=== DATA ===
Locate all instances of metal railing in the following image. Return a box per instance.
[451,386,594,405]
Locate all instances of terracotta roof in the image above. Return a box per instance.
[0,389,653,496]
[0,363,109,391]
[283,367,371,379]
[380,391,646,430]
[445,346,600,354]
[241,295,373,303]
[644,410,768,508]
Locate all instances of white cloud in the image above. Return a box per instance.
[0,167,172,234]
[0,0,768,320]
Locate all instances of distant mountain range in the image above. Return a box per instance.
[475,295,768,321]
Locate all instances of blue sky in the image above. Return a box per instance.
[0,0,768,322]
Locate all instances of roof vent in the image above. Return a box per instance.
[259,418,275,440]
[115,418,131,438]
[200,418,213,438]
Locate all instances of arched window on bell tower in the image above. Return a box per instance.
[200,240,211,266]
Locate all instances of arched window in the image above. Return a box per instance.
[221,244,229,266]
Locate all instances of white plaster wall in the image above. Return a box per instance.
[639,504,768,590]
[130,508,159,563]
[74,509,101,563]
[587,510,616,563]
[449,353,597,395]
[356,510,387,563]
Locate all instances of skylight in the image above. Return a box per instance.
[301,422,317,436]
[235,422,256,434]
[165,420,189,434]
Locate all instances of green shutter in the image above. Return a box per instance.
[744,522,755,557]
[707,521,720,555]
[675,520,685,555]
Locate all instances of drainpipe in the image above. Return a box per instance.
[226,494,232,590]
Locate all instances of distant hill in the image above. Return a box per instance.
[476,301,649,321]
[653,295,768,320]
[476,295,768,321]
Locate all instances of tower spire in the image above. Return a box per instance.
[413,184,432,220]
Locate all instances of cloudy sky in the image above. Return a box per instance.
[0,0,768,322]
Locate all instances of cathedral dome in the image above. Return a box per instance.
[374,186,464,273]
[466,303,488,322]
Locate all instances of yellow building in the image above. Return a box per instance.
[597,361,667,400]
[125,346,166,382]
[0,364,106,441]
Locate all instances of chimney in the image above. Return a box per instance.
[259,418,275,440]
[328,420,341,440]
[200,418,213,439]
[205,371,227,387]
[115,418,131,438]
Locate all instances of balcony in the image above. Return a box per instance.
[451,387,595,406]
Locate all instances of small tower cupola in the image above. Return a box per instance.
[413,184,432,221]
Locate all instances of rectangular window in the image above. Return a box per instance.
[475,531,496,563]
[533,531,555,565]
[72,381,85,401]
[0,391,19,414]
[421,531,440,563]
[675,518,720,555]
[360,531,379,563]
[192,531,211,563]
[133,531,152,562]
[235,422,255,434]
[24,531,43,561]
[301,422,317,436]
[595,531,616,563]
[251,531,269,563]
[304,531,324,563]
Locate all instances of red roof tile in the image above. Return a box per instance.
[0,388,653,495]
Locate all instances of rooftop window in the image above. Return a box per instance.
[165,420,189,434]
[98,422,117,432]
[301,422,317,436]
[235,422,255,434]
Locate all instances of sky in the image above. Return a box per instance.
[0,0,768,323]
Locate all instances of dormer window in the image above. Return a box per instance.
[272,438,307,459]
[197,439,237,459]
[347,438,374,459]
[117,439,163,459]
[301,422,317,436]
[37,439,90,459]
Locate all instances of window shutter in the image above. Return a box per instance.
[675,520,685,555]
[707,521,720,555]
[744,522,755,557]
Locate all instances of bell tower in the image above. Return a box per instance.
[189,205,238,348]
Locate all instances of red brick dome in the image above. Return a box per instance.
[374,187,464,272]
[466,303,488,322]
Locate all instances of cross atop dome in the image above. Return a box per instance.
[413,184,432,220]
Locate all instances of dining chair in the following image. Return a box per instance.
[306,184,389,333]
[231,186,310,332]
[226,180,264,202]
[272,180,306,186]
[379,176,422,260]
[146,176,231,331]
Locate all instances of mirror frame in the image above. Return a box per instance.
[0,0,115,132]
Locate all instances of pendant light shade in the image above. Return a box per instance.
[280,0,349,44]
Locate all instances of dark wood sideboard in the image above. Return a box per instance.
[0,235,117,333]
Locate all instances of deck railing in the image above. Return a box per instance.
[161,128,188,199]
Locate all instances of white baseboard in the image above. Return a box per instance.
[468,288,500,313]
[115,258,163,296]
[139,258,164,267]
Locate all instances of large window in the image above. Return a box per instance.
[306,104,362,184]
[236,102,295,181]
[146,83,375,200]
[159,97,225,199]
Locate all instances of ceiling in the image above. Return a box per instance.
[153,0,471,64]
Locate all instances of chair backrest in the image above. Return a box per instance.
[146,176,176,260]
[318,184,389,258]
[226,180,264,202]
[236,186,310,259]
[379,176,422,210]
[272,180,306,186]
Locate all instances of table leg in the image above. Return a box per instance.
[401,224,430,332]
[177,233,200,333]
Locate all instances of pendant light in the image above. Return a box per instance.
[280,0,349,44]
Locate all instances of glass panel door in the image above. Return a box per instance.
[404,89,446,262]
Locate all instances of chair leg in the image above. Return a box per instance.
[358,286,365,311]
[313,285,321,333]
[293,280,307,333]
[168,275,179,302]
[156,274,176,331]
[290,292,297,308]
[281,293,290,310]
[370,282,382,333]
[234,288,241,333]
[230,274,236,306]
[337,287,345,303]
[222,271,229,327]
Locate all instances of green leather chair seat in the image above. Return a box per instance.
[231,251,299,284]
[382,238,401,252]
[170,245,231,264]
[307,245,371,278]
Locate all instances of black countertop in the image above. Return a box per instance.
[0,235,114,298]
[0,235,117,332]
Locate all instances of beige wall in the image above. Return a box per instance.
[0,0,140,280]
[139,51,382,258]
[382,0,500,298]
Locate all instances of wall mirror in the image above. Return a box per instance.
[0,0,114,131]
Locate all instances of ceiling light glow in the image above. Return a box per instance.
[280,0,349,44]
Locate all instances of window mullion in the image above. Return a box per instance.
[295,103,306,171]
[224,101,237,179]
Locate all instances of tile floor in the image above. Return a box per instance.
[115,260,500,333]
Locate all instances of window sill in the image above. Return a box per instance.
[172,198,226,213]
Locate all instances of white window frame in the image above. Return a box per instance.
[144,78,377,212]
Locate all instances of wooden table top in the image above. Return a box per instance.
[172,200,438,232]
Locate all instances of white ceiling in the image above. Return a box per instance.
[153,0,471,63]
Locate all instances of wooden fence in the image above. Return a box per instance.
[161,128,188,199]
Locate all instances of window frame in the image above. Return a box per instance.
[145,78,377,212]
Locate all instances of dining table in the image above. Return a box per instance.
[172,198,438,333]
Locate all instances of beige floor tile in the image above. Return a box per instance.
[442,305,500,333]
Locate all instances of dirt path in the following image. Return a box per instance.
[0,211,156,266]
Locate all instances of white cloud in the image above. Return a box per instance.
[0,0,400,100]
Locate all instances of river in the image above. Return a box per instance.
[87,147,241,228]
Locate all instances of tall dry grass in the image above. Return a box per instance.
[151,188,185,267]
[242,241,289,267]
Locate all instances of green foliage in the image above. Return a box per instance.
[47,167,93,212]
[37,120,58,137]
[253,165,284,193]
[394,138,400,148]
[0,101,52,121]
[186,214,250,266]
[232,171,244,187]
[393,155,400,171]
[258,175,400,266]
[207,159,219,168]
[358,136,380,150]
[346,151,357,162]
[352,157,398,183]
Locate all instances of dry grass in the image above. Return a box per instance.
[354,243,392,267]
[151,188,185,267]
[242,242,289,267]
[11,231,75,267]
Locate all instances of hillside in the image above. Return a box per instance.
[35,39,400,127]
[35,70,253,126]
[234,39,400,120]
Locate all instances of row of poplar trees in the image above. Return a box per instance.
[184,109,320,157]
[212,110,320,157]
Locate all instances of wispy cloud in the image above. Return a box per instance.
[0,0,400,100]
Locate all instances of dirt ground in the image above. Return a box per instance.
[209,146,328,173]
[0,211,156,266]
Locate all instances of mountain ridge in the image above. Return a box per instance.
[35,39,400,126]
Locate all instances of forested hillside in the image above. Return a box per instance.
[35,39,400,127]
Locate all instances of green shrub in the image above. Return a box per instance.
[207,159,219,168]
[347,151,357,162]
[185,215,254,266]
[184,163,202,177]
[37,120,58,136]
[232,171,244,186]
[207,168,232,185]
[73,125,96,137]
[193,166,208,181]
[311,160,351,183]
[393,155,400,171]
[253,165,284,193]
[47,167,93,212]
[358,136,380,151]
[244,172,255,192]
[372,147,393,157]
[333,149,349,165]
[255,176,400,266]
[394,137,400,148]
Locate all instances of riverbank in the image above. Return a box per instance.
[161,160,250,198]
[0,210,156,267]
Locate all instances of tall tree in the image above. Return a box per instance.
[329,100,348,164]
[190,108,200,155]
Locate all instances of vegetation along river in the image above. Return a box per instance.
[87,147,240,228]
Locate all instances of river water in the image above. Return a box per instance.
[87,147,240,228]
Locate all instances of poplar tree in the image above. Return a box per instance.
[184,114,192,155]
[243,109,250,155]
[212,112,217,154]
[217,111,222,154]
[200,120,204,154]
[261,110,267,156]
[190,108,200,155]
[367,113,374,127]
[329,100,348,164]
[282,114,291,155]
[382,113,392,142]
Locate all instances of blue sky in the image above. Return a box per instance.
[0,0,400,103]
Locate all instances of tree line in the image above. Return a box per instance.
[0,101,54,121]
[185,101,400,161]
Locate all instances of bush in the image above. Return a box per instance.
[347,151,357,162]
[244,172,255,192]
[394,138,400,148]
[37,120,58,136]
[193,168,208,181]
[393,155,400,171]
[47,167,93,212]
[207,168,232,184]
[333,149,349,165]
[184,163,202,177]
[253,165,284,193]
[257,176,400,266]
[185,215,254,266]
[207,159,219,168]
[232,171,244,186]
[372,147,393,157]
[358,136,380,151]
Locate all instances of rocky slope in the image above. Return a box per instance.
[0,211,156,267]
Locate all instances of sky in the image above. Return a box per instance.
===
> **GIVEN TASK**:
Copy the part of the records that begins with the line containing "Locate all instances of tree" and ends with the line containing "[185,101,400,161]", including both of those lines, with nothing changed.

> **ANSWER BELOW**:
Locate all instances of tree line in the image above. Return a box per instance.
[0,101,54,121]
[185,101,400,161]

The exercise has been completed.